━━ Extracted information
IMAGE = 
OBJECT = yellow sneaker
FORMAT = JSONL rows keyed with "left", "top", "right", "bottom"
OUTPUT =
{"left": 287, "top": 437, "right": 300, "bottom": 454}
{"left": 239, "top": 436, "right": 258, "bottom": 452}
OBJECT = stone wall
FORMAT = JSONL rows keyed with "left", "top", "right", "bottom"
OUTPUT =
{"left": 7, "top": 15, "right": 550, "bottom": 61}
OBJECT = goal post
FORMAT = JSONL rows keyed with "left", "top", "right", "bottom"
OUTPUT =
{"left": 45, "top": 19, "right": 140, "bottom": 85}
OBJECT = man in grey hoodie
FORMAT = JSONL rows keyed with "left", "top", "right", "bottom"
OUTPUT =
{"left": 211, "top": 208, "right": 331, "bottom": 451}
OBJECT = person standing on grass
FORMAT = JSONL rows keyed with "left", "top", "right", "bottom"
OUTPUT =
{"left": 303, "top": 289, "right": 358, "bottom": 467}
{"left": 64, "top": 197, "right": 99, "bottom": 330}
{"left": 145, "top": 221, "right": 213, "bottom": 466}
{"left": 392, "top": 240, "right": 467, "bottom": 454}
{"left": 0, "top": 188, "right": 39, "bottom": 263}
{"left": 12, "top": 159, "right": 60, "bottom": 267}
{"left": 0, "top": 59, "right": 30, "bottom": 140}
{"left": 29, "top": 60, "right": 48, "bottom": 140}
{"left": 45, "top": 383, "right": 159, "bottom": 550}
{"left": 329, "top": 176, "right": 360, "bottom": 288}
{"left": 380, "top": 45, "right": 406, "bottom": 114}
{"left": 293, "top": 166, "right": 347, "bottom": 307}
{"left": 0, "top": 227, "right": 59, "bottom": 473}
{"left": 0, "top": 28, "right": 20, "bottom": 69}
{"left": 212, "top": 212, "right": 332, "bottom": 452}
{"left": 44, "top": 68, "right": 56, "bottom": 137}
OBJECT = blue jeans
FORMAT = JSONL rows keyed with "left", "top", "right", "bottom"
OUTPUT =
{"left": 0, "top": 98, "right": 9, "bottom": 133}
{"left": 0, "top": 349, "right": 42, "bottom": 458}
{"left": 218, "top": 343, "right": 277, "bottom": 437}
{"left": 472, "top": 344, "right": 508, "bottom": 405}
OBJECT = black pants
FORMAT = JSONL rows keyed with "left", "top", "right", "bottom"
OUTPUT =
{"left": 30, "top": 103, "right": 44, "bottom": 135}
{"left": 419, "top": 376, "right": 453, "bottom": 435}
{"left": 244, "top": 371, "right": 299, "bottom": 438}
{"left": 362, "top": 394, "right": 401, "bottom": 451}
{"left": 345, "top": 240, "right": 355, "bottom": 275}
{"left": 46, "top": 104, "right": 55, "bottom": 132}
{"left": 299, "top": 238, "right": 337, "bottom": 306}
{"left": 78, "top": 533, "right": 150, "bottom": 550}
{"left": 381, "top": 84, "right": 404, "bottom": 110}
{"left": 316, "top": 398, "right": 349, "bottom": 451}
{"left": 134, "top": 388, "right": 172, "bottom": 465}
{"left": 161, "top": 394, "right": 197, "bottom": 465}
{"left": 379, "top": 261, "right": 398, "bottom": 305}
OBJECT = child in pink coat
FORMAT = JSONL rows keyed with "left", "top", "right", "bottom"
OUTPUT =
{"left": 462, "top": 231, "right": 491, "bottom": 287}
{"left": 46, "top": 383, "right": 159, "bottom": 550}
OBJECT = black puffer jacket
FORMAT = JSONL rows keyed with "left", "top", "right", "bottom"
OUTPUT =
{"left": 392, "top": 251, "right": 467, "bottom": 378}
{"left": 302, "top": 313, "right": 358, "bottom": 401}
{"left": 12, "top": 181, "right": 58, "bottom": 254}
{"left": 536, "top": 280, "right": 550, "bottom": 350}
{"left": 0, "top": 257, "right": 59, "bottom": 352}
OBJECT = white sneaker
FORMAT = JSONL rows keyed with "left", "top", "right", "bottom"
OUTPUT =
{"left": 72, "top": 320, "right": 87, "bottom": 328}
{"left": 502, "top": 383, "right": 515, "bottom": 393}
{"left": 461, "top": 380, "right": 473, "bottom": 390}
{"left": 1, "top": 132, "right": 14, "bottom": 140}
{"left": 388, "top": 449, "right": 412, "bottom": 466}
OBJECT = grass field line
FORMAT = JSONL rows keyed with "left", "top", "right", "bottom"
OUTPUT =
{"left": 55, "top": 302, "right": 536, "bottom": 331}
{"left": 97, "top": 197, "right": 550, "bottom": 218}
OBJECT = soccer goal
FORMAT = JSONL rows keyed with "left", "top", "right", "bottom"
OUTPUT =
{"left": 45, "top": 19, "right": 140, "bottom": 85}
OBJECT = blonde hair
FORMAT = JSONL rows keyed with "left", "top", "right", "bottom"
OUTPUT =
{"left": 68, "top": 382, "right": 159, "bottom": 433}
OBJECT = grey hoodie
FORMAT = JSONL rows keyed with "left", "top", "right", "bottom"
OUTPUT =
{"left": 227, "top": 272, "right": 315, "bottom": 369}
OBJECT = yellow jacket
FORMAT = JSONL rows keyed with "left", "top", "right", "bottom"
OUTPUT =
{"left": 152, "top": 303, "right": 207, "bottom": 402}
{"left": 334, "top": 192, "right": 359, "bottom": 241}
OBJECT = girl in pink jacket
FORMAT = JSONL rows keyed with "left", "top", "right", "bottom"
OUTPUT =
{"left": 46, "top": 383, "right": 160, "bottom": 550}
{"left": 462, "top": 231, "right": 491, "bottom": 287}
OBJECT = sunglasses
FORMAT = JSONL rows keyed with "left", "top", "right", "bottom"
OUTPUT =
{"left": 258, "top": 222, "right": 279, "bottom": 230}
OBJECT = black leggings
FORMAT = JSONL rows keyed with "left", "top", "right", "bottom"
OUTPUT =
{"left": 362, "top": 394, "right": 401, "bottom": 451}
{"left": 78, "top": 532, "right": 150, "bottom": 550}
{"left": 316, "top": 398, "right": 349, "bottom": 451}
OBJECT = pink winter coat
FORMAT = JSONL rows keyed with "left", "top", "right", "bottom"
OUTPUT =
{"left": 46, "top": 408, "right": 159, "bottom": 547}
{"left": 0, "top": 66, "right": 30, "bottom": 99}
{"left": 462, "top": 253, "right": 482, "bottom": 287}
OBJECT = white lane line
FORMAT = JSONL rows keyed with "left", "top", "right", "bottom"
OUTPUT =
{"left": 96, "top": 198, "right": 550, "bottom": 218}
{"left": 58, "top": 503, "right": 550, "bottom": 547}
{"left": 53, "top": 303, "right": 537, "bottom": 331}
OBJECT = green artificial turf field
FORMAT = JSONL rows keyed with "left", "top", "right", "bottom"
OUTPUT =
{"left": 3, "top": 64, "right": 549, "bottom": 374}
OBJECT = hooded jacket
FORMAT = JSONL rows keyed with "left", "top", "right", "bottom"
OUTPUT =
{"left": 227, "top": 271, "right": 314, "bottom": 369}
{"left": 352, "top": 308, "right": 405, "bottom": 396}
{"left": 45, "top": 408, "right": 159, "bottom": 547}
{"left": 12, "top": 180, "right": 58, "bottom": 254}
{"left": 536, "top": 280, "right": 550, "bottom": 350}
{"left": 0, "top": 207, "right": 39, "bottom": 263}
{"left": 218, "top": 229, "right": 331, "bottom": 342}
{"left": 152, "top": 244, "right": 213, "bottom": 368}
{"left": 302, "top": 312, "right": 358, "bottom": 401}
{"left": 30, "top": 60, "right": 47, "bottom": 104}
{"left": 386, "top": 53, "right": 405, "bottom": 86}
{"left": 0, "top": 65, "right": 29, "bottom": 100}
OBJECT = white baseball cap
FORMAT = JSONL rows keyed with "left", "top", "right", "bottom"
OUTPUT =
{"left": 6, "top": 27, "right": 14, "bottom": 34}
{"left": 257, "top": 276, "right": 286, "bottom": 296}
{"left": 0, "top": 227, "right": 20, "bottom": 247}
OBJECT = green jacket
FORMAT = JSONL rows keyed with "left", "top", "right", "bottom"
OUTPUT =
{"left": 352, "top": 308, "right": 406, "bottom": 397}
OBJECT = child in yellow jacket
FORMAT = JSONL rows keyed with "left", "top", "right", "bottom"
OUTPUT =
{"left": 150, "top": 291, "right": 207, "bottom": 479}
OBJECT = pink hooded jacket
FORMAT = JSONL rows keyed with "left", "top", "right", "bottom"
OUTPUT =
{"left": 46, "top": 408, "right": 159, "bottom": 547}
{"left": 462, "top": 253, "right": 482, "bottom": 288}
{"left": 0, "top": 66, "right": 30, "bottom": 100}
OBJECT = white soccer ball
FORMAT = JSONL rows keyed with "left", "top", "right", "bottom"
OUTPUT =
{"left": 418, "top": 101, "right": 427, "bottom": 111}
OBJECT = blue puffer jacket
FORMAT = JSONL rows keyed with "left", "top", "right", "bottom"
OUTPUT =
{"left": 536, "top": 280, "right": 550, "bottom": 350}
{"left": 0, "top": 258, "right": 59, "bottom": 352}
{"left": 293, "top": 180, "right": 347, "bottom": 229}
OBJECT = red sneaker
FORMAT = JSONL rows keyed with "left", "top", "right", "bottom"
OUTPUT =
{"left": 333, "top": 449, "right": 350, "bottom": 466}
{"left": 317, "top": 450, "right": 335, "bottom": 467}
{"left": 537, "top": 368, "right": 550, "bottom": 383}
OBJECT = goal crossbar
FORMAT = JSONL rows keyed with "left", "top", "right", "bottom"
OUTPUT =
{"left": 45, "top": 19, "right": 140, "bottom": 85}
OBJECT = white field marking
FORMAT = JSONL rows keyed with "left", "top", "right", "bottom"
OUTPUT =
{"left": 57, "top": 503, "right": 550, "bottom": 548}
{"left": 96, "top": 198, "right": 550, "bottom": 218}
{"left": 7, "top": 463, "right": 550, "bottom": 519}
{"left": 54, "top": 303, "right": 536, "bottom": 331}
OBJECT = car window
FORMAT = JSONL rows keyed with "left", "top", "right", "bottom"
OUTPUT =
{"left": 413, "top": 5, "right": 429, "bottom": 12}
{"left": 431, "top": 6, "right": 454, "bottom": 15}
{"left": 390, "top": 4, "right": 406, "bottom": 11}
━━━━
◆ **Assignment**:
Copy the lines of the entries above that mention "hooded".

◆ **Answer space**:
OBJECT = hooded jacket
OBJECT = pink hooded jacket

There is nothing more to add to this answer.